Exercise | Print the records below verbatim.

Supplied data |
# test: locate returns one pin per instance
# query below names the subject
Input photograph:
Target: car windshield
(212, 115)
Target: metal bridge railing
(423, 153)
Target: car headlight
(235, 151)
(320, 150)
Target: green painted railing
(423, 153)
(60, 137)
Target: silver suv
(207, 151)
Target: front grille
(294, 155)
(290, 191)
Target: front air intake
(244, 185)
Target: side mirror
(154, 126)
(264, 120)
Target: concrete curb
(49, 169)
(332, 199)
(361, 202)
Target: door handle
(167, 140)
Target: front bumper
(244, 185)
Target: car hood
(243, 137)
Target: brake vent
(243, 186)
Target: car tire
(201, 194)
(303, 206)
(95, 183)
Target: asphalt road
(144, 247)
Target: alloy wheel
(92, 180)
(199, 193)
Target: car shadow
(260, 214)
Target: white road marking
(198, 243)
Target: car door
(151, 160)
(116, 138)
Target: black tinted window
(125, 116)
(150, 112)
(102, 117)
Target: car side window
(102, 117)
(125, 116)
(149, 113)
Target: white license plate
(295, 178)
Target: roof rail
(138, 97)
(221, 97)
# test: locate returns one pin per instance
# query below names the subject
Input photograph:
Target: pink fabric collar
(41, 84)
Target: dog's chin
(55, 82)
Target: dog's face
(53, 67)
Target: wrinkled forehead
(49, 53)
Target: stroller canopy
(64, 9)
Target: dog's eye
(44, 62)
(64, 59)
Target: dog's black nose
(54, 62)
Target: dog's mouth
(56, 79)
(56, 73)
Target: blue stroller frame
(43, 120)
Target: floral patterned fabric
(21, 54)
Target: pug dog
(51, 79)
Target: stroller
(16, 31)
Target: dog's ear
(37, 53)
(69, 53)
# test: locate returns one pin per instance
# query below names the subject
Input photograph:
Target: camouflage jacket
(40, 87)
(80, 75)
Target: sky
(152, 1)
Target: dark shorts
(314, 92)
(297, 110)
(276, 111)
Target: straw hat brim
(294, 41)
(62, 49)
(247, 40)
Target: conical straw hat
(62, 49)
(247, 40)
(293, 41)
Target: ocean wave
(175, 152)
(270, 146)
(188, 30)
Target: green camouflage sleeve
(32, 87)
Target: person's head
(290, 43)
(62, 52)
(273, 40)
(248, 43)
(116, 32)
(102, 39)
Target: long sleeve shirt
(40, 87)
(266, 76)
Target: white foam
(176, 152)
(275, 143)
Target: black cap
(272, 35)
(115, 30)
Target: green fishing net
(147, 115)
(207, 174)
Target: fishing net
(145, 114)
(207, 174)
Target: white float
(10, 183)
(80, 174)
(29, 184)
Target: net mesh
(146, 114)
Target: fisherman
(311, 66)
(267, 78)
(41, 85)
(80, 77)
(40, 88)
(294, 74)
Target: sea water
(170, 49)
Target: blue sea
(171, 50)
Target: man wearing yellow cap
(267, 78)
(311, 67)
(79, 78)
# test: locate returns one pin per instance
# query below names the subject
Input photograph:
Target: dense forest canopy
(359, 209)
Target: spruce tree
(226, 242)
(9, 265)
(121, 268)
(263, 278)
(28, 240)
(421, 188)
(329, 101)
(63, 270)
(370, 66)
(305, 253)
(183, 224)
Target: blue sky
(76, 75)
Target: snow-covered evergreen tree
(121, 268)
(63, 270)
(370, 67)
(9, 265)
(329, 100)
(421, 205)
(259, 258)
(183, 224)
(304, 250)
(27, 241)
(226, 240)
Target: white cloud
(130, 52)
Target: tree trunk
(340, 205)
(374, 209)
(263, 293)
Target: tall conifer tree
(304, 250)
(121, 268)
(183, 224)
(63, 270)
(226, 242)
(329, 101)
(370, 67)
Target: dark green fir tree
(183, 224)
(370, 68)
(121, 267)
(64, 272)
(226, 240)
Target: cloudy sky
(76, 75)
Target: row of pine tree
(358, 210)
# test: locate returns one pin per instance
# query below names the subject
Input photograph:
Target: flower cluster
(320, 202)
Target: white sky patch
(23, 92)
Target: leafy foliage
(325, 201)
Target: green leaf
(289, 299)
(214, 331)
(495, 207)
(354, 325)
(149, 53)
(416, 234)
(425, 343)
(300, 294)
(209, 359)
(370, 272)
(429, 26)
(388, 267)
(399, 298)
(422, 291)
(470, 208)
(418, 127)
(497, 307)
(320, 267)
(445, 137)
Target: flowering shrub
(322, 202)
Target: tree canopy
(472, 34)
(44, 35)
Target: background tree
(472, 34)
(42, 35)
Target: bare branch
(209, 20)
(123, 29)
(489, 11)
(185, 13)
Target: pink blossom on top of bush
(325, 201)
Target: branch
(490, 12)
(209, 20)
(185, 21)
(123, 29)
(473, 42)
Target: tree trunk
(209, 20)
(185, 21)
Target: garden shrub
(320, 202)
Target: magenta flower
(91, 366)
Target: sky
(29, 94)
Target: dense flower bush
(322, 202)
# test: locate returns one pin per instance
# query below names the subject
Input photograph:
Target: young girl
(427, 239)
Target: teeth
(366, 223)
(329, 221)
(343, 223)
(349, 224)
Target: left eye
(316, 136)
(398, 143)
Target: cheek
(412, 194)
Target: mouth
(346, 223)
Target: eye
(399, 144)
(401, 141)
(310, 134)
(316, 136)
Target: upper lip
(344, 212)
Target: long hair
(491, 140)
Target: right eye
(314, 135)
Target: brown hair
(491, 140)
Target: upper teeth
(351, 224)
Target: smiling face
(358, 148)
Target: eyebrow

Task output |
# test: locate returns one pin per instance
# query below names the subject
Input photograph:
Target: car windshield
(212, 115)
Target: metal bridge railing
(423, 153)
Target: car headlight
(235, 151)
(320, 150)
Target: green painted railing
(423, 153)
(60, 137)
Target: silver suv
(207, 151)
Target: front grille
(294, 155)
(290, 191)
Target: front air intake
(244, 185)
Target: side mirror
(154, 126)
(264, 120)
Target: concrete curb
(49, 169)
(332, 199)
(361, 202)
Target: door handle
(167, 140)
Target: front bumper
(244, 185)
Target: car hood
(243, 137)
Target: brake vent
(243, 186)
Target: car tire
(201, 194)
(303, 206)
(95, 183)
Target: asphalt road
(144, 247)
Target: alloy wheel
(92, 180)
(199, 193)
Target: car shadow
(260, 214)
Target: white road marking
(198, 243)
Target: car door
(151, 160)
(116, 138)
Target: black tinted window
(125, 116)
(150, 112)
(102, 117)
Target: car side window
(102, 117)
(125, 116)
(149, 113)
Target: white license plate
(295, 178)
Target: roof rail
(138, 97)
(221, 97)
# test: locate returns one pin per instance
# query below names the subject
Input photograph:
Target: pink fabric collar
(41, 84)
Target: dog's chin
(55, 82)
Target: dog's face
(53, 67)
Target: wrinkled forehead
(49, 53)
Target: stroller canopy
(64, 9)
Target: dog's eye
(44, 62)
(64, 59)
Target: dog's black nose
(54, 62)
Target: dog's mouth
(56, 79)
(56, 73)
Target: blue stroller frame
(43, 120)
Target: floral patterned fabric
(21, 54)
Target: pug dog
(51, 79)
Target: stroller
(16, 31)
Target: dog's ear
(37, 53)
(69, 53)
# test: locate returns one pin per instance
# query below names the subject
Input photograph:
Target: camouflage jacket
(40, 87)
(80, 75)
Target: sky
(152, 1)
Target: dark shorts
(314, 92)
(297, 110)
(276, 111)
Target: straw hat brim
(294, 41)
(62, 49)
(247, 40)
Target: conical straw hat
(62, 49)
(247, 40)
(293, 41)
Target: ocean wave
(175, 152)
(270, 146)
(188, 30)
Target: green camouflage sleeve
(32, 87)
Target: person's head
(290, 43)
(62, 52)
(273, 40)
(248, 43)
(116, 32)
(102, 39)
Target: long sleeve shirt
(40, 87)
(266, 76)
Target: white foam
(176, 152)
(275, 143)
Target: black cap
(272, 35)
(115, 30)
Target: green fishing net
(147, 115)
(207, 174)
Target: fishing net
(145, 114)
(207, 174)
Target: white float
(10, 183)
(80, 174)
(29, 184)
Target: net mesh
(146, 114)
Target: fisherman
(311, 66)
(267, 78)
(41, 85)
(80, 77)
(40, 88)
(294, 74)
Target: sea water
(170, 49)
Target: blue sea
(171, 50)
Target: man wearing yellow cap
(267, 78)
(311, 67)
(79, 78)
# test: locate returns one pin per instance
# query below names the subject
Input photograph:
Target: dense forest canopy
(359, 209)
Target: spruce tree
(226, 242)
(9, 265)
(121, 268)
(263, 278)
(28, 240)
(421, 188)
(329, 101)
(63, 270)
(370, 66)
(305, 253)
(183, 224)
Target: blue sky
(76, 75)
Target: snow-covered evergreen tree
(121, 268)
(63, 270)
(370, 67)
(9, 265)
(329, 100)
(421, 205)
(259, 258)
(183, 224)
(304, 250)
(27, 241)
(226, 240)
Target: white cloud
(130, 52)
Target: tree trunk
(340, 205)
(374, 209)
(263, 293)
Target: tall conifer tree
(304, 250)
(121, 268)
(183, 224)
(63, 270)
(226, 242)
(329, 101)
(370, 67)
Target: dark green fir tree
(183, 224)
(370, 68)
(121, 267)
(64, 272)
(226, 240)
Target: cloudy sky
(76, 75)
Target: row of pine tree
(358, 210)
# test: locate returns one pin per instance
# query below names the subject
Input photograph:
Target: flower cluster
(320, 202)
Target: white sky patch
(23, 92)
Target: leafy foliage
(325, 201)
Target: green leaf
(289, 299)
(214, 331)
(495, 207)
(354, 325)
(149, 53)
(416, 234)
(425, 343)
(300, 294)
(209, 359)
(370, 272)
(429, 26)
(388, 267)
(399, 298)
(422, 291)
(470, 208)
(418, 127)
(497, 307)
(320, 267)
(445, 137)
Target: flowering shrub
(322, 202)
Target: tree canopy
(472, 34)
(44, 35)
Target: background tree
(472, 34)
(42, 35)
Target: bare branch
(209, 20)
(123, 29)
(489, 11)
(185, 13)
Target: pink blossom on top of bush
(325, 201)
Target: branch
(490, 12)
(209, 20)
(185, 21)
(123, 29)
(473, 42)
Target: tree trunk
(209, 20)
(185, 21)
Target: garden shrub
(320, 202)
Target: magenta flower
(91, 366)
Target: sky
(29, 94)
Target: dense flower bush
(322, 202)
# test: locate returns one pin per instance
# query below names the subject
Input photograph:
Target: young girl
(427, 239)
Target: teeth
(366, 223)
(329, 221)
(343, 223)
(349, 224)
Target: left eye
(316, 136)
(398, 143)
Target: cheek
(412, 194)
Target: mouth
(346, 223)
Target: eye
(399, 144)
(401, 141)
(310, 134)
(316, 136)
Target: upper lip
(344, 212)
Target: long hair
(491, 140)
Target: right eye
(314, 135)
Target: brown hair
(491, 140)
Target: upper teeth
(351, 224)
Target: smiling face
(358, 148)
Target: eyebrow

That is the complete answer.